Teks Kutipan >>

Contoh-contoh diatas menunjukkan betapa koperasi concern terhadap
pembangunan kapasitas orang yang pada akhirnya menggeser pola perilaku ke arah
lebih baik yang menjanjikan kesejahteraan.
Logika inilah kemudian yang menempatkan “uang” sebagai alat
bantu dalam mendukung perwujudan ragam agenda yang diselenggarakan
oleh koperasi. Demikian halnya juga
“aktivitas layanan/usaha” yang diselenggarakan oleh koperasi sesungguhnya
adalah media bagi keterpenuhan aspirasi dan kebutuhan para anggotanya,
sebab kelahirannya berasal dari aspirasi yang berkembang di lingkungan anggota.
Dengan kata lain, lahirnya ragam unit layanan di lingkungan perusahaan koperasi
merupakan imbas dari terbangunnya kapasitas organisasi koperasi
melalui penyelenggaraan pendidikan yang terus menerus. Hal senada juga
sering didengungkan oleh (alm) Ibnoe
Sudjono semasa hidupnya bahwa “investasi apapun dalam koperasi menjadi
salah bila dilakukan pada organisasi yang salah”. Singkat kata, untuk
menghindari terjebaknya koperasi dalam investasi yang keliru, maka pertama kali yang dilakukan adalah membangun
kapasitas organisasinya. Artinya, keterbangunan kapasitas organisasi (baca:
keterbangunan orang-orang di dalam koperasi)
menjadi titik kunci keberhasilan investasi apapun yang diselenggarakan
koperasi dalam perusahaannya.
E. Men-temakan Roh Pengelolaan
Perusahaan Koperasi
Kesejahteraan
yang selalu di defenisikan sebagai tujuan berkoperasi memiliki makna luas yang secara
singkat bisa dikelompokkan menjadi 3 (tiga), yaitu : (i) perolehan materialitas
(SHU); (ii) kebermanfaatan (benefit) dan
atau’ (iii) campuran antara materialitas dan kebermanfaatan. Sebagai usaha yang
dimiliki bersama, tentu memerlukan ketegasan pilihan sehingga setiap
unsur organisasi mempunyai dasar yang serupa untuk memahami aktivitas
perusahaan yang di jalankan koperasi. Disamping itu, hal ini juga menjadi
referensi dalam menyusun indikator penilaian atas setiap capaian. Dengan kata
lain, pilihan atas dimensi kesejahteraan merupakan roh yang akan menjadi
rujukan dalam semua aspek keseharian perusahaan koperasi. Pada pilihan mana yang paling ideal?.

Data Tercatat >>
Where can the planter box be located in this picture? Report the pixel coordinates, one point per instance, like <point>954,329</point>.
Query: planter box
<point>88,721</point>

Tugas >>
Sunting teks tentang koperasi: tulis lagi bagian yang dibuka dengan kata-kata "Contoh-contoh diatas menunjukkan" dan ditutup dengan "yang menjanjikan kesejahteraan.", lalu ganti "pola perilaku" dengan "cara bertindak".

Jawaban Benar >>
Contoh-contoh diatas menunjukkan betapa koperasi concern terhadap
pembangunan kapasitas orang yang pada akhirnya menggeser cara bertindak ke arah
lebih baik yang menjanjikan kesejahteraan.